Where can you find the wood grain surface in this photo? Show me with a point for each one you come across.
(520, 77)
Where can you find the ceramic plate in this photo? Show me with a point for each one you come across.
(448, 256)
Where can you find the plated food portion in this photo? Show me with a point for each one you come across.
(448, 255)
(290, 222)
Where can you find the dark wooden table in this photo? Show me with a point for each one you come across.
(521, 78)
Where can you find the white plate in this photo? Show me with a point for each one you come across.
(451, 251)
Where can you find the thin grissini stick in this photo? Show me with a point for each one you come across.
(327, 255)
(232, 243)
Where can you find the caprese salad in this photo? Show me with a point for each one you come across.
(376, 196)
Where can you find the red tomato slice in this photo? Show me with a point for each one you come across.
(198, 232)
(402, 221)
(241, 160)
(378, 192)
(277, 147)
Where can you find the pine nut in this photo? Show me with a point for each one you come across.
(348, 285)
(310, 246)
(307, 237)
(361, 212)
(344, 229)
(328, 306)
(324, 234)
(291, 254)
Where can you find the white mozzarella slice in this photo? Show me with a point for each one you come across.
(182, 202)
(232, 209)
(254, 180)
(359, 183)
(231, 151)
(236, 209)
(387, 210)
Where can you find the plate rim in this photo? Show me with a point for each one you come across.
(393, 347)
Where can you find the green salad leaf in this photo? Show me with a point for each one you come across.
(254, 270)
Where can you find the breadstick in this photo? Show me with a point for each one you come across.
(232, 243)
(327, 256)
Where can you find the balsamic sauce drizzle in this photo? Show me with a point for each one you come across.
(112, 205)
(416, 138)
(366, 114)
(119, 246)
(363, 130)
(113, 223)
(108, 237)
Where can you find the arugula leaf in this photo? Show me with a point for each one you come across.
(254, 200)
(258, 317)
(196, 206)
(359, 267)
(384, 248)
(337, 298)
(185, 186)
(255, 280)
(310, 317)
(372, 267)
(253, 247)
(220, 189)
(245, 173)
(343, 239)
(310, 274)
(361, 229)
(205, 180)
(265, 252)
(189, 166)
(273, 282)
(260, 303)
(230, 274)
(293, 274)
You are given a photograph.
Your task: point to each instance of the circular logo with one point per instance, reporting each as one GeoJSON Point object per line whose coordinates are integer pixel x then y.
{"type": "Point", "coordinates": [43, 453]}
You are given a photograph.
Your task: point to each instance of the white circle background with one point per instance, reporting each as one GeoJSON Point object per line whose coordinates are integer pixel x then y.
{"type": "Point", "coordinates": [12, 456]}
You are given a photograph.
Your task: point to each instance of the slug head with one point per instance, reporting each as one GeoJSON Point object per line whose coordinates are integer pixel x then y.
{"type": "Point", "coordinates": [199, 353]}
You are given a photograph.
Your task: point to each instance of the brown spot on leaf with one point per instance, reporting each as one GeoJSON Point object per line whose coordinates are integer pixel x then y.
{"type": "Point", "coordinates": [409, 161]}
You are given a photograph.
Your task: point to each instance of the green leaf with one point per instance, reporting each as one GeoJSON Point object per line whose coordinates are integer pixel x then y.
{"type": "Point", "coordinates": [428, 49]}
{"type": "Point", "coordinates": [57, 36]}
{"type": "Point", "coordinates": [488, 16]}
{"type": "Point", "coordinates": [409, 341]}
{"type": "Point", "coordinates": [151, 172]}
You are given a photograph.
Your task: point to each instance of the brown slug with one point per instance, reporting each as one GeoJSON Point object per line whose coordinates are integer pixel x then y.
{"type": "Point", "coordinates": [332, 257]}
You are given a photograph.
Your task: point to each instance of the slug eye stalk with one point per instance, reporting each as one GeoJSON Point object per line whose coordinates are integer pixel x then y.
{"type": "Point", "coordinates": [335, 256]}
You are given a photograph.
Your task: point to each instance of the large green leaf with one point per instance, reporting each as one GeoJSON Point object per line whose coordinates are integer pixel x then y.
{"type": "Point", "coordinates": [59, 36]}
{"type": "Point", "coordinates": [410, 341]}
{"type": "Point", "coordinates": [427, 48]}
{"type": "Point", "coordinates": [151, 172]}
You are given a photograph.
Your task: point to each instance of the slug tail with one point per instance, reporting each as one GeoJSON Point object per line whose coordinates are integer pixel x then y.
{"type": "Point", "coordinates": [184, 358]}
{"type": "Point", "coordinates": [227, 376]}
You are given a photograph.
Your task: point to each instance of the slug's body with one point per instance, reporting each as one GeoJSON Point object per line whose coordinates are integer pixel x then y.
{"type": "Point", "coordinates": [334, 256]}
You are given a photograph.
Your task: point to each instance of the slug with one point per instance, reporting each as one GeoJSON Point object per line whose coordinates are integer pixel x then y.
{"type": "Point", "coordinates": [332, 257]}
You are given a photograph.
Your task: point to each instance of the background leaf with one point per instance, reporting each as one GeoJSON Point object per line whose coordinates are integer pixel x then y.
****************************************
== About this exercise ==
With no line skipped, copy the entries exactly as written.

== Solution ==
Where can you find the wood grain surface in this photo? Show me with a point for each one you come across.
(520, 77)
Where can you find the ceramic plate in this photo? Show me with a point for each one you come across.
(448, 256)
Where can you find the plated food portion in this photo? Show me with a point for each one you come across.
(448, 255)
(290, 222)
Where can you find the dark wooden table in this photo? Show me with a point for each one you come across.
(521, 78)
Where can you find the white plate in this photo? Show me with a point for each one you come across.
(451, 251)
Where can you find the thin grissini stick in this photo? Show me with a point for each one you come across.
(327, 255)
(232, 243)
Where can you find the caprese salad in this photo? Show me with a point for each one you come across.
(376, 196)
Where can you find the red tomato slice in this photo? Show me with a point for each one you come across.
(198, 232)
(402, 221)
(241, 160)
(378, 192)
(277, 147)
Where can you find the pine nut in this photo? Show me with a point for each one you come across.
(348, 285)
(310, 246)
(307, 237)
(361, 212)
(344, 229)
(328, 306)
(324, 234)
(291, 254)
Where can you find the white mozzarella slice in this photo? Show me with a point for each one you come across.
(182, 202)
(232, 209)
(254, 180)
(359, 183)
(231, 151)
(236, 209)
(387, 210)
Where can you find the plate rim in this photo? Show me with a point for each one you come across.
(393, 347)
Where can you find the green salad leaf in this photo? Show me with a point for each one you come across.
(254, 270)
Where can you find the breadstick in this photo? Show me with a point for each one you come across.
(232, 243)
(327, 256)
Where can you find the balsamic sauce drizzle in this photo? Show me with a point for each one you come across.
(112, 205)
(416, 138)
(366, 114)
(119, 246)
(363, 130)
(113, 223)
(108, 237)
Where can you find the arugula leaf in this photo? Show me with a point for each one you come across.
(254, 200)
(258, 317)
(196, 206)
(359, 267)
(384, 248)
(337, 298)
(185, 186)
(255, 280)
(310, 317)
(372, 267)
(253, 247)
(220, 189)
(245, 173)
(343, 239)
(310, 274)
(361, 229)
(205, 180)
(265, 252)
(189, 166)
(273, 282)
(260, 303)
(230, 274)
(293, 274)
You are given a photograph.
Your task: point to each instance of the circular logo with one point per instance, reporting each as one GeoJSON Point object per line whose coordinates are integer pixel x then y.
{"type": "Point", "coordinates": [43, 453]}
You are given a photograph.
Your task: point to each instance of the white circle background with one point per instance, reporting each as one GeoJSON Point object per line whose coordinates are integer pixel x then y.
{"type": "Point", "coordinates": [12, 456]}
You are given a photograph.
Your task: point to each instance of the slug head with one point per instance, reporting each as one GeoJSON Point object per line whose coordinates are integer pixel x then y.
{"type": "Point", "coordinates": [199, 353]}
You are given a photograph.
Your task: point to each instance of the brown spot on leaf with one point per instance, reporting each as one GeoJSON Point object per line whose coordinates are integer pixel x then y.
{"type": "Point", "coordinates": [409, 161]}
You are given a photograph.
Your task: point to each instance of the green leaf with one point per instance, reporting each as one GeoJSON Point object per line whose coordinates are integer pixel x then y.
{"type": "Point", "coordinates": [428, 49]}
{"type": "Point", "coordinates": [57, 36]}
{"type": "Point", "coordinates": [488, 16]}
{"type": "Point", "coordinates": [409, 341]}
{"type": "Point", "coordinates": [151, 172]}
You are given a photograph.
Your task: point to each instance of the brown slug with one point per instance, reporting each as one GeoJSON Point object per line whose coordinates are integer pixel x then y.
{"type": "Point", "coordinates": [332, 257]}
You are given a photograph.
Your task: point to each instance of the slug eye stalk with one point per instance, reporting each as one GeoJSON Point object per line whose coordinates are integer pixel x then y.
{"type": "Point", "coordinates": [335, 256]}
You are given a photograph.
Your task: point to each instance of the large green leaf with one point per instance, reporting each as one GeoJSON Point object per line whose coordinates are integer pixel x then y.
{"type": "Point", "coordinates": [59, 36]}
{"type": "Point", "coordinates": [410, 341]}
{"type": "Point", "coordinates": [427, 48]}
{"type": "Point", "coordinates": [151, 172]}
You are given a photograph.
Your task: point to each instance of the slug tail with one point per instance, reporting each as one GeoJSON Point object per line whose coordinates are integer pixel x then y.
{"type": "Point", "coordinates": [184, 358]}
{"type": "Point", "coordinates": [227, 376]}
You are given a photograph.
Your task: point to each instance of the slug's body with one point per instance, reporting each as one GeoJSON Point object per line whose coordinates are integer pixel x then y.
{"type": "Point", "coordinates": [334, 256]}
You are given a photograph.
Your task: point to each instance of the slug with one point per instance, reporting each as one GeoJSON Point object per line whose coordinates are integer pixel x then y.
{"type": "Point", "coordinates": [332, 257]}
You are given a photograph.
Your task: point to each instance of the background leaf with one point per instance, reporting each as one GeoJSON Point object per line whose coordinates are integer pixel x then y.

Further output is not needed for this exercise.